▶ Action item:
Repeat the entire listing below exactly.

▶ Given data:
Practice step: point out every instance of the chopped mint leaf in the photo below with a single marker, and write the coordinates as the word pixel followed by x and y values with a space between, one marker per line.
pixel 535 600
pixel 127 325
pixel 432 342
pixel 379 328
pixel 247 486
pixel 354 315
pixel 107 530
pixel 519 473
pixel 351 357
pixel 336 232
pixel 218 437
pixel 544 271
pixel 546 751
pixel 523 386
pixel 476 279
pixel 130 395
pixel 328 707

▶ Exercise response:
Practice step: point out every instance of the chopped mint leaf in the photo below with a single marker, and write the coordinates as the word pixel followed by x and y values with a space between, one marker per line.
pixel 535 600
pixel 127 325
pixel 432 342
pixel 379 328
pixel 247 486
pixel 354 315
pixel 107 530
pixel 519 473
pixel 351 357
pixel 336 232
pixel 218 437
pixel 544 271
pixel 546 751
pixel 523 386
pixel 476 279
pixel 130 395
pixel 328 707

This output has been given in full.